- Exercises -
1. In the essay on outsider artist Bill Traylor below, which two artists are named as examples of peculiar artists?
2. Pick up the essay on outsider artist Bill Traylor after its final sentence and continue it.

- Article -
________________
Portrait of the Artist as an Old Man: Outsider Bill Traylor

When listening to the discourse surrounding the work of outsider artists, I often feel it is a parody of the already ludicrous talk in the traditional gallery circuit. Indeed, it’s likely that most artists, even rich and famous ones, might be considered ‘outsider’. After all, most artist live unconventional lives, and most are driven to create, regardless of what our impression is of their creation. From Van Gogh to Basquiat, it’s safe to conclude that many artists are peculiar, to say the least, and that’s what makes the work fascinating. When I hear pretentious nattering about ‘masterful use of colour’ or ‘graffiti inspired surrealism’ from swollen urbanites, I think the point of art is sorely missed by nearly everyone who studies it. Whether we are looking at abstract paint drippings, flawless realism, or detailed pointillism, isn’t the real heart of art the story it tells of the artist, and of the artist’s world?
________________
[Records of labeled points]

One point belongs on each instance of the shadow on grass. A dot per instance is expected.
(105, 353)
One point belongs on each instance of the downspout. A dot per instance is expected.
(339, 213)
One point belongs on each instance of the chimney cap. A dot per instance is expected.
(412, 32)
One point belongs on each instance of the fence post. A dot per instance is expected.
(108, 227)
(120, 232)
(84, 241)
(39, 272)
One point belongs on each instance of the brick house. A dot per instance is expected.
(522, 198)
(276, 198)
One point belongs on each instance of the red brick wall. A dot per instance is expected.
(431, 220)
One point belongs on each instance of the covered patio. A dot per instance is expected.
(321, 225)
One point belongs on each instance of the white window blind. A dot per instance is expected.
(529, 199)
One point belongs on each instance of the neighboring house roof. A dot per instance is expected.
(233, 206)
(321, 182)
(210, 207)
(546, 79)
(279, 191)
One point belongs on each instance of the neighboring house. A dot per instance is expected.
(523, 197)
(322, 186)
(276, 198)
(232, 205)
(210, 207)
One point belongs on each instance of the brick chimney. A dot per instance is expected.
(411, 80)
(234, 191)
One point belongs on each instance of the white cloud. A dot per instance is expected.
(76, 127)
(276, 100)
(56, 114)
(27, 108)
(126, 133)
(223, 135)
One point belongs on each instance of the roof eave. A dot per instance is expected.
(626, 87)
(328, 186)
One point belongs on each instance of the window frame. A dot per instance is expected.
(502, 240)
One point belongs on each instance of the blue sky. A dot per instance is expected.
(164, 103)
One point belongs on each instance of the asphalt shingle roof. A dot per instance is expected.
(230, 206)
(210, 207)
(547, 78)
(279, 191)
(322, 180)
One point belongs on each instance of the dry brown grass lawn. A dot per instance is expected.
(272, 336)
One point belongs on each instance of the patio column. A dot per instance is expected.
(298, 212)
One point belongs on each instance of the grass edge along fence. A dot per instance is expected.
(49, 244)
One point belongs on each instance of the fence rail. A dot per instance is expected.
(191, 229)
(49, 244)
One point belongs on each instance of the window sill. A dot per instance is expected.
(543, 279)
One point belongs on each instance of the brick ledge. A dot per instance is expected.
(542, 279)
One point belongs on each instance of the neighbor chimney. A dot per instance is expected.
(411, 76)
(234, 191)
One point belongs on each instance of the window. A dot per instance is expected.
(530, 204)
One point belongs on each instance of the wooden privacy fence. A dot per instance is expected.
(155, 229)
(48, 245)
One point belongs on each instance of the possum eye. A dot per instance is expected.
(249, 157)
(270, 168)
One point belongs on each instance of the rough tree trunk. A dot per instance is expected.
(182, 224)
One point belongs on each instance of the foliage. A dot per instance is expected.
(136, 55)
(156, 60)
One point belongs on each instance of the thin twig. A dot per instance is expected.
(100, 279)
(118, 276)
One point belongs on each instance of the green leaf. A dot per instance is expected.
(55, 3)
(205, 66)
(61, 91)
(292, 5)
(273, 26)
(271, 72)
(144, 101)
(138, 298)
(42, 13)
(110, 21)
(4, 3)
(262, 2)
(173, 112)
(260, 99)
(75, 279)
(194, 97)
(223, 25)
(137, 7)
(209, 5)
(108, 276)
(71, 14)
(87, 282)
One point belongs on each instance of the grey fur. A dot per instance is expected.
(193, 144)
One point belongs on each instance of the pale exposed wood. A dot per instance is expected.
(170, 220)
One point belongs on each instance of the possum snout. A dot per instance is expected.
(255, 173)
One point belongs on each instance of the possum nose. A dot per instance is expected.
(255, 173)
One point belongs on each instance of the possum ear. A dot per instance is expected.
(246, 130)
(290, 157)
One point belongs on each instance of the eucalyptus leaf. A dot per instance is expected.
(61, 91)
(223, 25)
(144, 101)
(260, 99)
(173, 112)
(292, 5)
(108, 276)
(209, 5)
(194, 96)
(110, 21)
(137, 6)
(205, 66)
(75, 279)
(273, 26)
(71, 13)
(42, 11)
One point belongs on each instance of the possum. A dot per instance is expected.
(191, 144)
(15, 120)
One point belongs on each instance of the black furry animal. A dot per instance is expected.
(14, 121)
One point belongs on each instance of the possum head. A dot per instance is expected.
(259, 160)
________________
- Answers provided -
1. Van Gogh and Basquiat.

2.
“Outsider Art” is a catchall phrase for various ‘isms’ in the art world. The term implies and assumes that the artist lives in some way outside the norm, that he or she exists in the margins, and that he or she be extra-eccentric, visionary, insane, or imprisoned. Outsider artists are also self-taught, without formal training in art. I truly suspect that most artists flirt with at least one or two of those categories, though most of the ‘masters’ had some training to help them tell their fascinating inner stories. Because classic outsider artists don’t, I feel that ‘criticism’ is kind of moot, and what is most vital is not ‘progression of form’ or ‘experimenting with perspective’ but what the images suggest about a person and the way he or she saw the world. Is art not one of the oldest forms of storytelling, after all?

It is this misstep, in my mind, that disallows much of the public from the enjoyment of art. It’s classic to hear, “My nephew could draw that- it’s hanging on my fridge!” Too many are locked out of their own experience of art because they supposedly lack the tools to interpret imagery. Meanwhile, the hoity-toity wine swillers are robbing the everyman of his totally valid experiences inside and outside of the gallery. Remember George Costanza’s horror at being asked to meet Jerry’s artist girlfriend? He felt like a buffoon inside of his own impression of art, and in trying to come off as knowledgeable and hip, he ends up buying a hideous abstract he can’t afford.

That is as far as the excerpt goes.